** Dataset excerpts follows **

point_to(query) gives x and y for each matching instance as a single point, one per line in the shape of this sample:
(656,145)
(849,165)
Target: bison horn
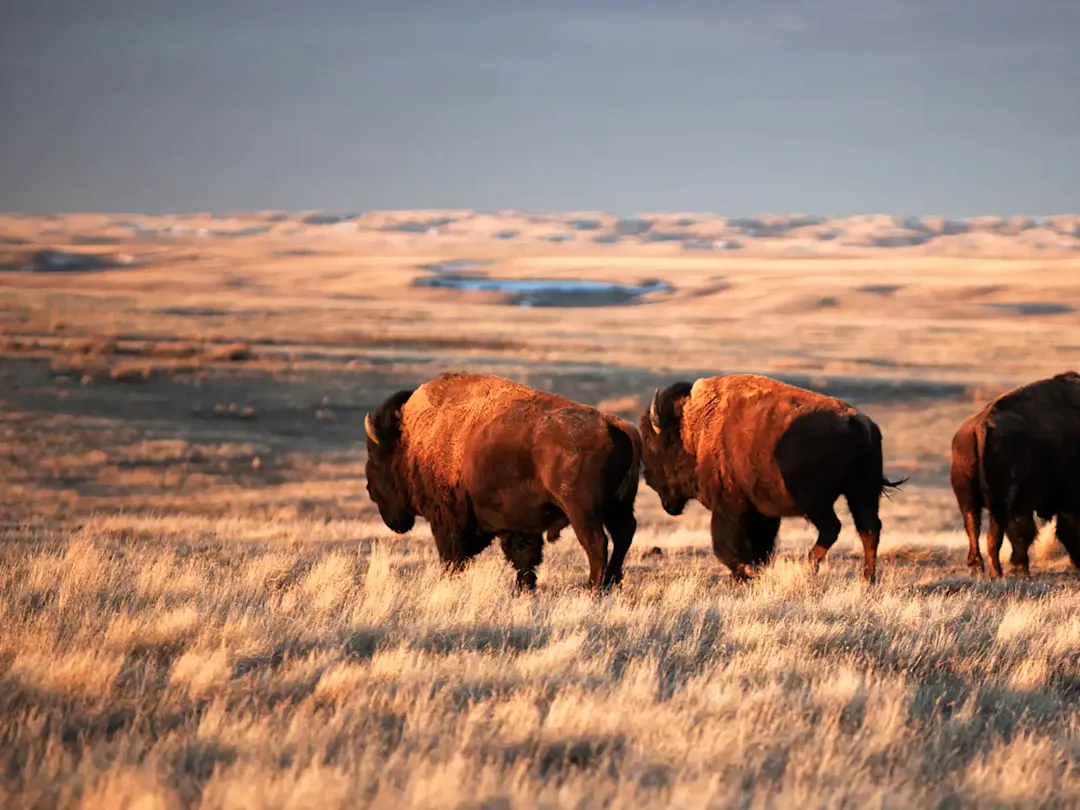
(655,412)
(369,429)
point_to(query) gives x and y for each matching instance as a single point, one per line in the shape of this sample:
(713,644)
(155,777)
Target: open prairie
(201,607)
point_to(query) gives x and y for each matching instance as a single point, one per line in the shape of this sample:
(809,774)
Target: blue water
(550,292)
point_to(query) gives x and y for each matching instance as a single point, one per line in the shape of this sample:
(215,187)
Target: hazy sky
(732,106)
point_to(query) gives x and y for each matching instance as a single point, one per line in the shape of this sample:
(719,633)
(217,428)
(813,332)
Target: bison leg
(972,524)
(525,552)
(457,538)
(730,543)
(590,531)
(828,529)
(995,532)
(969,499)
(864,508)
(1022,532)
(761,534)
(621,525)
(1068,535)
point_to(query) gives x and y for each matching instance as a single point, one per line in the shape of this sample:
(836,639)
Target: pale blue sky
(833,107)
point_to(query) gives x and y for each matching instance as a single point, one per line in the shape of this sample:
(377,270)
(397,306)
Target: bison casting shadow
(753,450)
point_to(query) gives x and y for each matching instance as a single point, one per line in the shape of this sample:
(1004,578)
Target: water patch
(1034,308)
(456,266)
(327,217)
(549,292)
(66,261)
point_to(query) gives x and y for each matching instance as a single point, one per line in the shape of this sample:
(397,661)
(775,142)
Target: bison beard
(1018,457)
(482,457)
(754,450)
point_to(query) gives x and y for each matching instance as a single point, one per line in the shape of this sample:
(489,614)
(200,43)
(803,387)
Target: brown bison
(1018,458)
(752,450)
(482,457)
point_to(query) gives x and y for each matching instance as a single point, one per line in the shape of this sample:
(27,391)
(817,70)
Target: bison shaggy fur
(1018,457)
(481,457)
(753,450)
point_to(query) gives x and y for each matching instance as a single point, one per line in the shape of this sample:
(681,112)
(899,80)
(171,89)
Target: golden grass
(191,662)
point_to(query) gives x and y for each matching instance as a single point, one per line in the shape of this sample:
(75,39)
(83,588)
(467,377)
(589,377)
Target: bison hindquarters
(824,456)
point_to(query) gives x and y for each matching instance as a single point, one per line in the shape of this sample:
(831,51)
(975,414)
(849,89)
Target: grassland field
(202,609)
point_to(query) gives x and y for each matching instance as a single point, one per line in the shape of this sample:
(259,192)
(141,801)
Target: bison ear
(655,412)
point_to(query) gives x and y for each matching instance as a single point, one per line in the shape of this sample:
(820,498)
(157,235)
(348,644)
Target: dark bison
(752,450)
(482,457)
(1018,458)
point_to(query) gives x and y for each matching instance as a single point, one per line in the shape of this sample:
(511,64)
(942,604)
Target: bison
(482,457)
(753,450)
(1018,458)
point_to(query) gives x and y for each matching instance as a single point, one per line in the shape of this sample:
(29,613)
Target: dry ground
(201,609)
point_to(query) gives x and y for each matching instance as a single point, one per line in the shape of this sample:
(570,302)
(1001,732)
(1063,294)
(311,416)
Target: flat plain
(201,608)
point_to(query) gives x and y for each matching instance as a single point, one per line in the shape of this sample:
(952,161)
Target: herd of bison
(481,457)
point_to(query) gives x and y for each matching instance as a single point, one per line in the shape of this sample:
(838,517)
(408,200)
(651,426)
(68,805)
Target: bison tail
(875,461)
(887,485)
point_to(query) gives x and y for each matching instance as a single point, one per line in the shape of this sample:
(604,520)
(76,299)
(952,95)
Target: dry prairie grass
(223,663)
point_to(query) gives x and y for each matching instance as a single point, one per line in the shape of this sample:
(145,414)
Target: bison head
(669,468)
(386,482)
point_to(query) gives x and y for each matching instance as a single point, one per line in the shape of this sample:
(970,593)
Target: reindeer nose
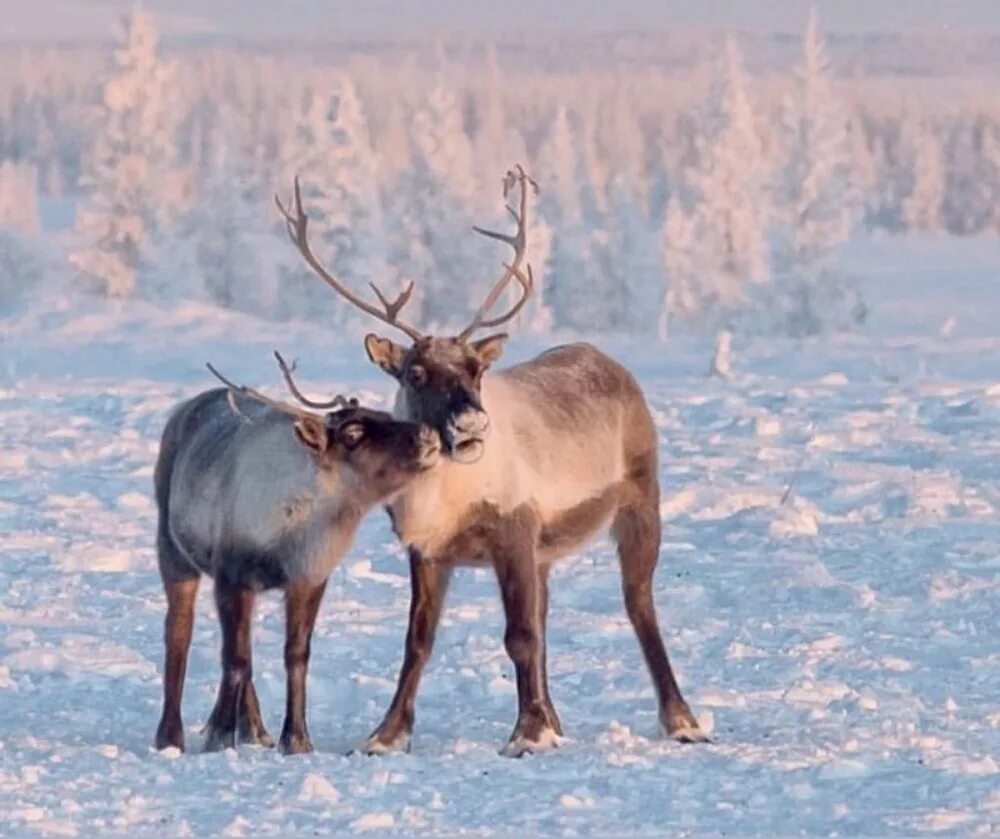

** End of Dataset excerpts **

Your task >>
The line that contains "Target: dry ground" opens the part to copy, and the last line of the records closes it; set down those lines exactly, pictures excluded.

Answer below >>
Target: dry ground
(201,609)
point_to(query) gives x and y for each matching instance as a single point, one per line in the shape of this sample:
(570,302)
(1001,732)
(1063,294)
(311,416)
Target: flat plain
(201,608)
point_to(query) gives x and y for each matching instance as a single point, one per line in the shape of this sample:
(952,161)
Target: herd of bison
(481,457)
point_to(query) gives x and y for each matching instance as a single point, one per line in the shape of this sample:
(838,517)
(408,200)
(651,426)
(68,805)
Target: bison tail
(875,461)
(887,485)
point_to(query) gives x and y for each matching instance as a single point, one per line in the shape of this sample:
(604,520)
(76,299)
(952,95)
Target: dry prairie grass
(223,663)
point_to(query) gives x and y for each matching instance as a single point, one per line in the shape of this sample:
(145,414)
Target: bison head
(669,468)
(386,482)
point_to(query) gives x and y for each matching instance as a single point, one per line in the shape of this sample:
(970,593)
Target: reindeer nose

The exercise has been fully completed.